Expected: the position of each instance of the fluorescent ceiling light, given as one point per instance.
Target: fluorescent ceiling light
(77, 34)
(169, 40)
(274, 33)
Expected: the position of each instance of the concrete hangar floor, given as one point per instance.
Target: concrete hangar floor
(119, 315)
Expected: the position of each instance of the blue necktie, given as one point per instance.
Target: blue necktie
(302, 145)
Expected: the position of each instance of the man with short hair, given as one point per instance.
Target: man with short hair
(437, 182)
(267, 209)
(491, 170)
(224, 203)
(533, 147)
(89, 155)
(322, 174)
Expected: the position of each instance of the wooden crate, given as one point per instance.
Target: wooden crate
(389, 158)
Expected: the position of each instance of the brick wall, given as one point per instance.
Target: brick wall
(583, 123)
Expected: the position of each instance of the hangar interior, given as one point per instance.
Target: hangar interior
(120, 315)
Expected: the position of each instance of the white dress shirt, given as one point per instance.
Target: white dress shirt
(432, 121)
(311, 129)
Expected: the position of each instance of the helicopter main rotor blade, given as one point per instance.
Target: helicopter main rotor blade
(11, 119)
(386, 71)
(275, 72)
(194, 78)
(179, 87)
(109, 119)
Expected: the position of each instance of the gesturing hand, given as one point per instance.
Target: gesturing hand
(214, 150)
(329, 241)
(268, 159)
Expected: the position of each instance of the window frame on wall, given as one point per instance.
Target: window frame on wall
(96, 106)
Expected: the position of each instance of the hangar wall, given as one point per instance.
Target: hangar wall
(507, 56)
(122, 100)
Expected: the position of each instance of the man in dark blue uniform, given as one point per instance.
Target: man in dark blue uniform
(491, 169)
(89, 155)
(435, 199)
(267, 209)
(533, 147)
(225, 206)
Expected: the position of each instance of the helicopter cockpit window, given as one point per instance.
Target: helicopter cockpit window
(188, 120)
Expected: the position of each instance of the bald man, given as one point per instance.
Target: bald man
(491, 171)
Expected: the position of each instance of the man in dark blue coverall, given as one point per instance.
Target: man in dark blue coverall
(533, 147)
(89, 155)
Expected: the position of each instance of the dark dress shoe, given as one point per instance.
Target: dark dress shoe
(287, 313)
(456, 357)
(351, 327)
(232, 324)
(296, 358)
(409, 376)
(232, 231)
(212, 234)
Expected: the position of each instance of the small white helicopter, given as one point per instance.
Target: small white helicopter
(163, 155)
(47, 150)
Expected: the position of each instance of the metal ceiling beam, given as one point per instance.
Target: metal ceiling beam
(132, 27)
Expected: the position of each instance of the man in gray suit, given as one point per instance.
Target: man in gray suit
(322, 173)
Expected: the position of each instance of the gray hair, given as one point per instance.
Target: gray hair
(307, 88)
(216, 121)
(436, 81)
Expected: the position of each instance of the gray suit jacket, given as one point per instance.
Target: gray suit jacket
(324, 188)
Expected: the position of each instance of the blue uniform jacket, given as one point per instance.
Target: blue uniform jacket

....

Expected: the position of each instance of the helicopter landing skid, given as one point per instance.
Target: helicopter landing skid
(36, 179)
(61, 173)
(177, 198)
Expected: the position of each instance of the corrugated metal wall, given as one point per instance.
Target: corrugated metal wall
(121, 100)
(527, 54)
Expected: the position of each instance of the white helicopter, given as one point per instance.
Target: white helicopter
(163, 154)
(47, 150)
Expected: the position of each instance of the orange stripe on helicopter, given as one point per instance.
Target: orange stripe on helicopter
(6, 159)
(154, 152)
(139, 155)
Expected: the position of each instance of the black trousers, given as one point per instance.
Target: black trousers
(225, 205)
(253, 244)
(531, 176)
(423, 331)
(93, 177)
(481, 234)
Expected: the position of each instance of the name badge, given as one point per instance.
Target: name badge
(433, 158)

....

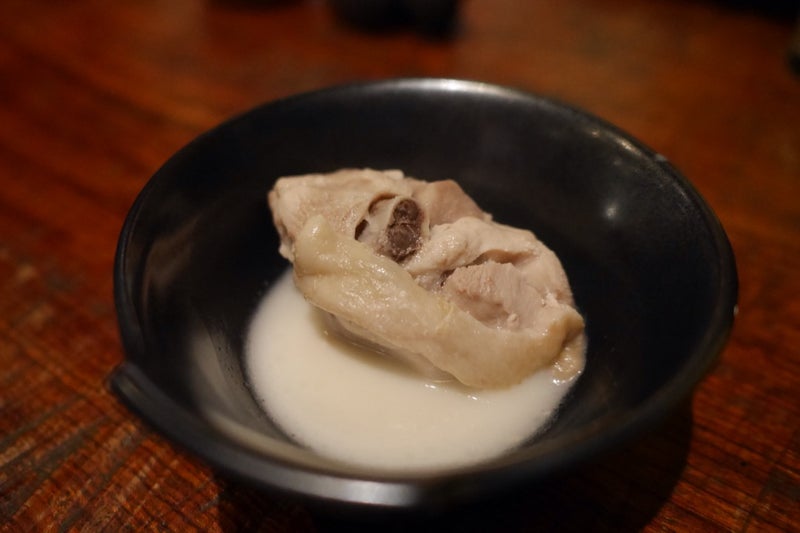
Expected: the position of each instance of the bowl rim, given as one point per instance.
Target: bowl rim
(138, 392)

....

* _Direction_
Rewrite the records that begin at the line containing "Expected: the position of each instance of the blue uniform" and stop after the line containing "Target: blue uniform jacket", replacing every "uniform" with "work" and keeping everything else unchanged.

* _Written reply_
Expected: the position of each instance of the blue work jacket, given as one point per instance.
Target: blue work jacket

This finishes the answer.